# what's wrong here?



## dtsinc (Jan 26, 2009)

Lots of stone work on this house. Probly half that looks like this. Mason with 30 years experience that this job. The stone did not bond to the scratch coat, where the mason used lathe, and did not bond to the cement where he just stuck the stone to the foundation. The mortar is real crumbly. There is no flashing above the ledger, can water infiltration cause this? Maybe just a bad mortar mix?


----------



## Tscarborough (Feb 25, 2006)

Slick as glass stone. It looks like nearly 100% bedding, but if the mortar is soft he did not use the correct type. I recommend nothing but a high end Laticrete 254 Platinum thinset for that type stone.


----------



## Darwin (Apr 7, 2009)

Too dry a mix to start with.


----------



## Rockmonster (Nov 15, 2007)

Wow. If this is what passes for stonework in today's world, we may as well just kiss this trade goodbye. This stuff hasn't made it to the island yet, thankfully, but it looks like virtually _anyone_ can do this, no?


----------



## Michael Olding (Aug 5, 2008)

yes if the mix is crumbly then likely a bad mix design. 

Odd thing though you'd think the mortar would bond more readily to new and fresh Lick & Stick then to an old, dirty concrete foundation. Something else could be going on here besides what you see at first glance.

With no upper flashing there is a possibility of a de-lamination where water gets locked between the mortar and the facing material and freezes... popping it off. 

The other odd think is the setting bed looks hard and smooth which usually means a high cement content. How could that be if is crumbly? It could require a little further investigation.

Either way someones gonna eat a real problem.


----------



## stoneman203 (May 17, 2011)

I like to make a slurry mix of portland and water in a bucket and butter up the back to the stones. I've used the recommended fortified spec-mix for these stones and never had a problem. Flashing may have helped. Are there any gutter leaders on that corner?


----------



## Tscarborough (Feb 25, 2006)

It doesn't matter what the mix design is, the back of that type stone is literally smooth as glass. It is a Chinese product, the little pcs are epoxied together, but the material is some type of quartzite, and when sawn it is slick. The only thing that will hold it is a very good thinset (or epoxy).


----------



## ohiohomedoctor (Dec 26, 2010)

Looks like a good project for vinyl siding. 

Chinese stone+cheap foreign labor= That.....

http://www.ohiohomedoctorremodeling.com


----------



## JBM (Mar 31, 2011)

the picture is pretty small but that looks pretty ugly to me. Are those individual stones or larger panels?

Data:
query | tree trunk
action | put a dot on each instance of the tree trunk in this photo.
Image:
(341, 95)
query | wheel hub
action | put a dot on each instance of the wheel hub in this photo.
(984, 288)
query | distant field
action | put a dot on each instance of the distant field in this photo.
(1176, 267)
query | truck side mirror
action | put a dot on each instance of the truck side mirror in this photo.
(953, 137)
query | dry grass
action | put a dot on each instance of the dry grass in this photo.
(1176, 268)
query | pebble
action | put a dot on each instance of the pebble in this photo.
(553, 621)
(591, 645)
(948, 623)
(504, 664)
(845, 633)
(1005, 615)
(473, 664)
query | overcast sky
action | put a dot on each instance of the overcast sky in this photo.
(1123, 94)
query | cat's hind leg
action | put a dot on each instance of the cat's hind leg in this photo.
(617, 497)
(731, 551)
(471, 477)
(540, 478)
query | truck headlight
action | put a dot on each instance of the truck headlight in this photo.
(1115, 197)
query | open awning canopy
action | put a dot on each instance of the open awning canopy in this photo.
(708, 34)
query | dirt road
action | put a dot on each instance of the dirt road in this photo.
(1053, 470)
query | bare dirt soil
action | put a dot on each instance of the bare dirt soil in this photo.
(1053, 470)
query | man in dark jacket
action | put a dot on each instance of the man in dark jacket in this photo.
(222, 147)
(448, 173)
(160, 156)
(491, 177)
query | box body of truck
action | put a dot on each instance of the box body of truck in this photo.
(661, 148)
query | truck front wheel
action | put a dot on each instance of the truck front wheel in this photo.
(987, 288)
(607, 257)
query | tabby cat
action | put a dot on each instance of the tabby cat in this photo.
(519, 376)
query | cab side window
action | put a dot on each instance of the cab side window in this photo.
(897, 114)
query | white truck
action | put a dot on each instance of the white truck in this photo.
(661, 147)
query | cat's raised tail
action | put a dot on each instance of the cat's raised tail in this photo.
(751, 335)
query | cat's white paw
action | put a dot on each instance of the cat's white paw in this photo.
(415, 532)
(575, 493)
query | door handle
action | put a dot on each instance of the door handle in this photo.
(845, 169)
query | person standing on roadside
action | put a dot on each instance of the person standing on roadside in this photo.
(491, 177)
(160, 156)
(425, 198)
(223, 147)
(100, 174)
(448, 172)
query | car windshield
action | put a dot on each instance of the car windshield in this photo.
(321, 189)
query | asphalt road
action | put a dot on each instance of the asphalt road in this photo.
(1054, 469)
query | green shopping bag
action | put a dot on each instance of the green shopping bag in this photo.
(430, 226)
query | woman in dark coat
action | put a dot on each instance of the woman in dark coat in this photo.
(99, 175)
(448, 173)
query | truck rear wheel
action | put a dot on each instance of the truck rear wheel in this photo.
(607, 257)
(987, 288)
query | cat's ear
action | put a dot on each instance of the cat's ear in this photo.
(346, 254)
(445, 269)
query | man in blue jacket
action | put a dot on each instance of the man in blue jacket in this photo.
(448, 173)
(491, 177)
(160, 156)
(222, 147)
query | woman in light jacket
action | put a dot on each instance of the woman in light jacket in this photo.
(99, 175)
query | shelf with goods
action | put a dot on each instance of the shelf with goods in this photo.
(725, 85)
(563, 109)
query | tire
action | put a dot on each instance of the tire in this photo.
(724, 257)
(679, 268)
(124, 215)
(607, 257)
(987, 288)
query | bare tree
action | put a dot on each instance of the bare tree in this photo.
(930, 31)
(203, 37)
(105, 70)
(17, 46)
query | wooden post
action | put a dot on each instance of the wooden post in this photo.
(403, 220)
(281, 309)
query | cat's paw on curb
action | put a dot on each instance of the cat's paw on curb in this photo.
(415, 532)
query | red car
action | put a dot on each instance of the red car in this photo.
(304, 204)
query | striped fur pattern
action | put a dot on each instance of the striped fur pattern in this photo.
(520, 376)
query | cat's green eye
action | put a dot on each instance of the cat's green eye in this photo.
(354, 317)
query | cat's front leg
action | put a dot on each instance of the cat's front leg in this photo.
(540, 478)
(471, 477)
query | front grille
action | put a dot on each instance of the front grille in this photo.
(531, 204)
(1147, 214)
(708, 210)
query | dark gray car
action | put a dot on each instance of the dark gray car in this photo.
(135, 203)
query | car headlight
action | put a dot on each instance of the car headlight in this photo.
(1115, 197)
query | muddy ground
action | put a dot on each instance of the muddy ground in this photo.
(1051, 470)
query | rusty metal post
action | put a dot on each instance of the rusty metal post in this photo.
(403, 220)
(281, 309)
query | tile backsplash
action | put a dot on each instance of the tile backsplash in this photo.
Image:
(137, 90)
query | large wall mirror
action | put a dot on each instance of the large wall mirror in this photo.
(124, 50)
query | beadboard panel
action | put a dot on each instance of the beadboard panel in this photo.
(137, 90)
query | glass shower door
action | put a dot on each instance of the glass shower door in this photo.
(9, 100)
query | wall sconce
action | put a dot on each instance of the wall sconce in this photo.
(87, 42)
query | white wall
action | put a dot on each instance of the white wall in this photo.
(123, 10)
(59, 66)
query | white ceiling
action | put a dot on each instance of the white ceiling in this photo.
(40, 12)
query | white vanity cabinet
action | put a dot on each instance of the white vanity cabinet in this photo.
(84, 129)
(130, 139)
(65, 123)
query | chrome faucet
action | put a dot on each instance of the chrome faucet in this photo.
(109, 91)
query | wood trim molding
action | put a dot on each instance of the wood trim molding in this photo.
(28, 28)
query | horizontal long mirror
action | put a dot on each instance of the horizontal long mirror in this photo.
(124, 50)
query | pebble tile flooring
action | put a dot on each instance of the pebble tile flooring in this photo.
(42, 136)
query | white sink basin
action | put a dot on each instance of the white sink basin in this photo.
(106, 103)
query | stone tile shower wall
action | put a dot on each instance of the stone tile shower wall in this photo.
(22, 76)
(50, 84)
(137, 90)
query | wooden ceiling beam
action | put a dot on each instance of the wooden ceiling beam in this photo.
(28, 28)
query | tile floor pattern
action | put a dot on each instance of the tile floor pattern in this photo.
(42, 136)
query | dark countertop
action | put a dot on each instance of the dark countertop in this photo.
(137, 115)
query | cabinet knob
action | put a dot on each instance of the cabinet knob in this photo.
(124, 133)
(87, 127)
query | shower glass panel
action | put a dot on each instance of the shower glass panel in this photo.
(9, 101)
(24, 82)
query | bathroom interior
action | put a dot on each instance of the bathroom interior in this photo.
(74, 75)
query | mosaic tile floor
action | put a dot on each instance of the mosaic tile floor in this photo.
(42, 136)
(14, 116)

Requests:
#1 In the forum thread about the loose stone work, write out the part from "http://www.ohiohomedoctorremodeling.com" up to and including "or larger panels?", substituting "photo" for "picture".
#2 Resume the forum thread about the loose stone work, adding what comes after its last post.

The responses:
#1
http://www.ohiohomedoctorremodeling.com


----------



## JBM (Mar 31, 2011)

the photo is pretty small but that looks pretty ugly to me. Are those individual stones or larger panels?

#2
----------



## rock16 (Feb 25, 2010)

JBM said:


> the picture is pretty small but that looks pretty ugly to me. Are those individual stones or larger panels?


Looks like Eldorado stacked stone. They are a small panel.


----------



## Tscarborough (Feb 25, 2006)

They are small panels of real stone epoxied together. The stone has an absorption of approximately zero-point-zero-zero.


----------



## Tom Struble (Mar 2, 2007)

that sounds kinda low to me:whistling


----------



## superseal (Feb 4, 2009)

Yep, the lack of porosity also has the opposite effect in drying out of the substrate - When the substrate absorbs water through jointing, cracks, ect... it's much slower to dry out. That's the recipe of disaster in freezing environments.


----------



## dtsinc (Jan 26, 2009)

Thanks for all the replies! The stone is ROX PRO Ledgestone Panels. Like Tscarborough said, it's small pieces of real stone epoxied together, and very smooth on the back. 

The mason mixed his own mortar on site, he had never worked with this product before and was under direction of the manufacturer. He has come back once to fix some of it, and used a premix bag of mortar and that seems to be stuck pretty well...

What would the procedure be to use thinset? Would you do lath and scratch coat, and then thinset to it, and thinset straight to the foundation?


----------



## Michael Olding (Aug 5, 2008)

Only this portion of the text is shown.